TASK INPUT:
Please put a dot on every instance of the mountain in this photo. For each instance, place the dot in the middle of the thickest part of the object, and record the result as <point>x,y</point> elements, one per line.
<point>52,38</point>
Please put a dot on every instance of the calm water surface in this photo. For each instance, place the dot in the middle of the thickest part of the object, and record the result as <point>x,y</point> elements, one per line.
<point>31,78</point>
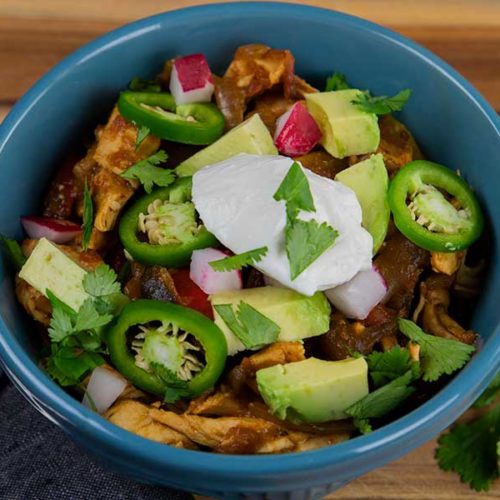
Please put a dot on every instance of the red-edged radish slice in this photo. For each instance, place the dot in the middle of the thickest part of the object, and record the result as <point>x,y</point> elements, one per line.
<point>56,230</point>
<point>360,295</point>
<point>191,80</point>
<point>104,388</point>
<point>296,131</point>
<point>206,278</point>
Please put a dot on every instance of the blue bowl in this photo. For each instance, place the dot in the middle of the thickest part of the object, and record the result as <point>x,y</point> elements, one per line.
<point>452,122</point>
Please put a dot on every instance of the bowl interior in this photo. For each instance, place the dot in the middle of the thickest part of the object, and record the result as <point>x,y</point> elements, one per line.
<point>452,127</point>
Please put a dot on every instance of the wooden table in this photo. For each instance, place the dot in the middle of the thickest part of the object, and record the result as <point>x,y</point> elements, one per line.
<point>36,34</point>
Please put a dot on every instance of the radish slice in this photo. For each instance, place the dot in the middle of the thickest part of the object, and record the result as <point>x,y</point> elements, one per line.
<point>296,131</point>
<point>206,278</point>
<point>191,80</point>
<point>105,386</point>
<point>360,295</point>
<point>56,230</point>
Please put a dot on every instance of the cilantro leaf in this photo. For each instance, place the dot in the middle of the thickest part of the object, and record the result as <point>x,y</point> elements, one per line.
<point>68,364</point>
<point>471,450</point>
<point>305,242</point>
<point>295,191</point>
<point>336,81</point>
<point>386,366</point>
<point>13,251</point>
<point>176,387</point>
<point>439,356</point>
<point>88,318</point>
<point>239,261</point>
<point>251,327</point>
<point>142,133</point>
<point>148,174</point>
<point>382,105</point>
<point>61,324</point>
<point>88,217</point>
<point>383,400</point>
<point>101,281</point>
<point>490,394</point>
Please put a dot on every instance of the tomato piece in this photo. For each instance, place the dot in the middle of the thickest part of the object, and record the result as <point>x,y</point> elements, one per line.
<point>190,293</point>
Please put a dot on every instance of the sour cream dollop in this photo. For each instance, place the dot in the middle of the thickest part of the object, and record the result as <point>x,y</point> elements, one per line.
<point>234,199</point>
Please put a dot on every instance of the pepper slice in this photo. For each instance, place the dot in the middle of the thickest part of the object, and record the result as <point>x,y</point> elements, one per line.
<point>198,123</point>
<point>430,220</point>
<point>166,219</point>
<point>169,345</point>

==

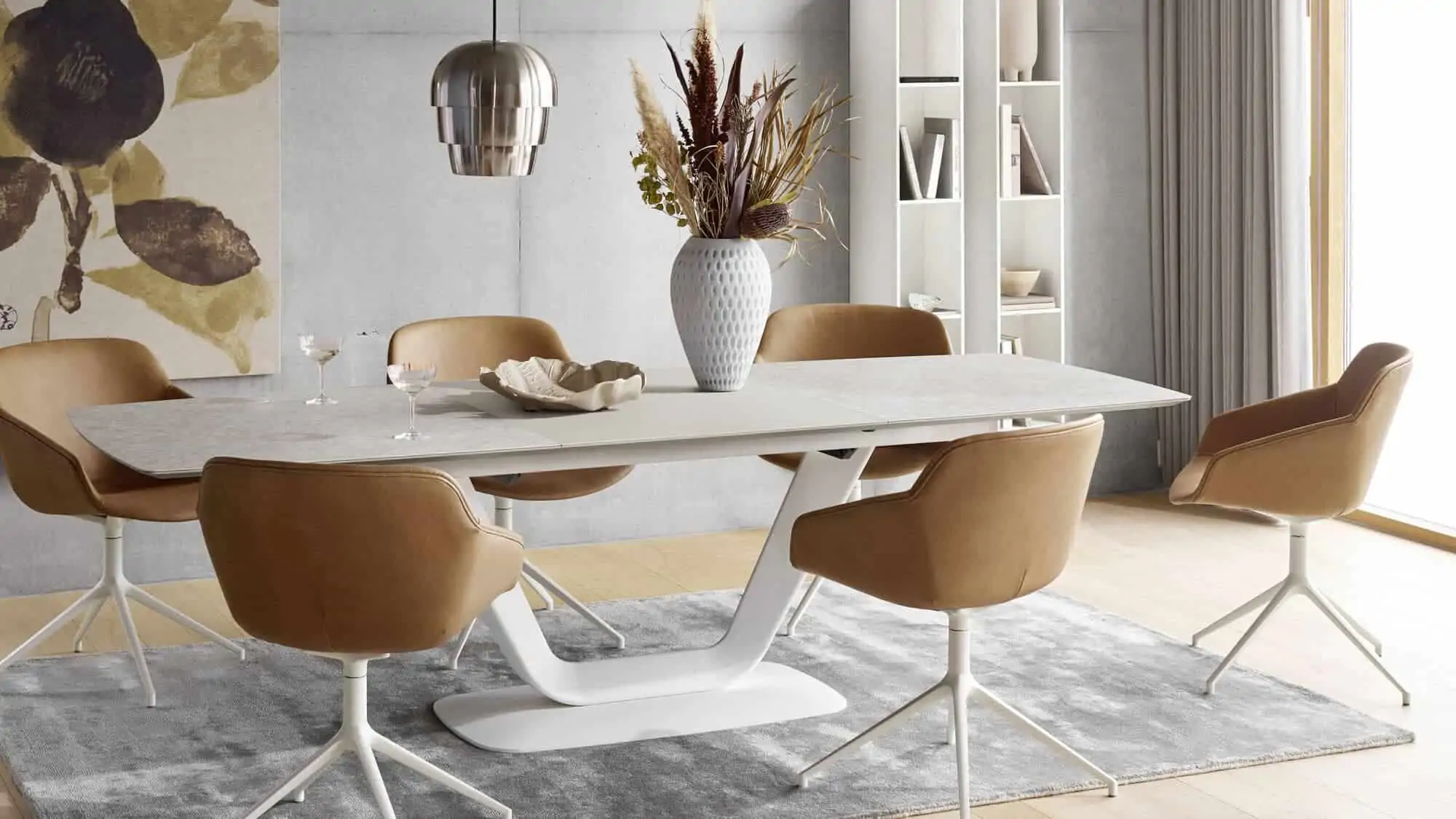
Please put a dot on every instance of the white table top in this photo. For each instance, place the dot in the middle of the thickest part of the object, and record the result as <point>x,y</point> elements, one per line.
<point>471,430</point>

GIVEN PROBLEM: Rewrite the lines between the one holding "Please put a dot on every instance of the tomato" and the one holding "<point>234,199</point>", inclusive, shifting every x and y coordinate in the answers up by 8 and leaving all other text unchanged.

RESPONSE:
Please put a dot on every instance of the tomato piece in this photo. For each instance, place the dot in the middle of the thickest part of the object, and record the result as <point>x,y</point> elements, one per line.
<point>198,301</point>
Please put a dot on every instance of the sour cream dollop in this photo. For each instance, place the dot in the middle of the thickest part of the object, and record the result as <point>x,y</point> elements, one per line.
<point>242,207</point>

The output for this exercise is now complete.